▸ Tasks for this exercise:
**a)** In the article about Broward's supervisor of elections, why did NORML try to sue Brenda Snipes? Answer in one to three sentences.
**b)** For each statement, say whether it agrees with the article on Broward's supervisor of elections, and quote the deciding words: (i) NORML's lawsuit against Snipes succeeded. (ii) Voters whose absentee ballots lacked Amendment 2 were told they could ask for replacements. (iii) Snipes described the missing amendment as an isolated incident.
**c)** Please continue the article about Broward's supervisor of elections from the point where it stops.

▸ Excerpt provided:
=== Begin Enclosure ===

Here’s Everything That’s Gone Wrong for Broward’s Supervisor of Elections This Year
By the end of the day, we should know who will be the next president. Key word: should. As we all learned back in 2000, things can end up going very wrong.
This time around, though, if we end up in a deadlock thanks to some ballot-related debacle, chances are good that Broward County election officials will be to blame. Whether due to corruption or incompetence, there has been one scandal after another this year. And chances are we haven’t heard the last of it.
Here are some of the highlights from the past year:
1. One of the biggest questions of this election was missing from absentee ballots.
This one hurts so much. Just when it looked like medical marijuana actually had a chance of passing in Florida, some Broward County voters received their absentee ballots only to notice that they were conspicuously missing Amendment 2. Supervisor of Elections Brenda Snipes claimed it was an “isolated incident,” which no one is buying — especially not NORML, which tried unsuccessfully to sue Snipes over the mistake, claiming that she’d botched the election. Meanwhile, voters were told they could request replacement ballots if theirs were missing Amendment 2. But how many stoners do you think either a) won't bother or b) didn’t notice in the first place?
2. Roger Stone hallucinated and nearly incited mob violence.

=== End Enclosure ===

▸ Data block:

=== Begin Enclosure ===

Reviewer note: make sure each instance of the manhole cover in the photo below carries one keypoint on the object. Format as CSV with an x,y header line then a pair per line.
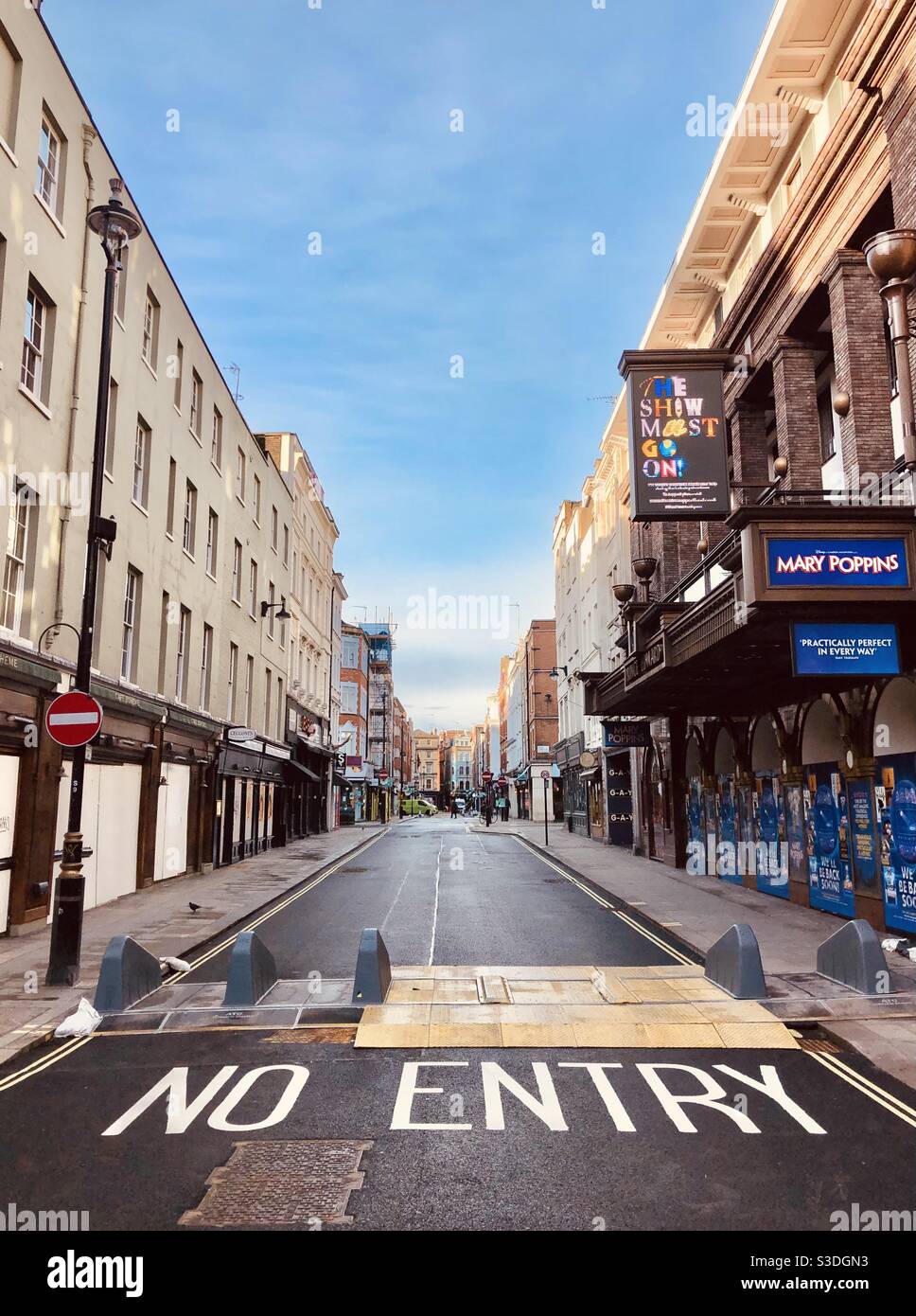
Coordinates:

=== End Enclosure ===

▸ Set of answers:
**a)** NORML tried to sue Snipes because some Broward County absentee ballots were missing Amendment 2, the medical marijuana question. It claimed that she had botched the election.

**b)**
(i) No: "tried unsuccessfully to sue Snipes over the mistake"
(ii) Yes: "voters were told they could request replacement ballots if theirs were missing Amendment 2"
(iii) Yes: "Brenda Snipes claimed it was an “isolated incident,”"

**c)**
In October, Roger Stone, Fort Lauderdale’s right-wing conspiracy theorist in residence, claimed Hillary Clinton held a closed-door meeting with Brenda Snipes. Both sides quickly denied it, and Stone later ended up retracting his claims after the video that he’d promised was on the way never ended up surfacing. To a rationally minded person, it would seem clear that the meeting never happened, except maybe in one of Stone’s fever dreams. But Trump supporters are not exactly known for their grasp on logic, and you can be sure that if Trump loses the election, Snipes will be accused of rigging the vote.
3. Primary results were posted early, which is a felony.
Yup — releasing results before the polls close is a felony. And that’s exactly what the the Supervisor of Elections did on the day of the August 30 primary. An hour before voting had finished, the tally of absentee ballots and early voting results mysteriously appeared on the SOE website. VR Systems, a third-party contractor, later ended up taking the blame for the error. And prosecutors concluded that no crime was committed because it was pretty obviously a mistake. But it doesn’t exactly inspire confidence in the system.
4. An answer was printed wrong on a whole bunch of ballots.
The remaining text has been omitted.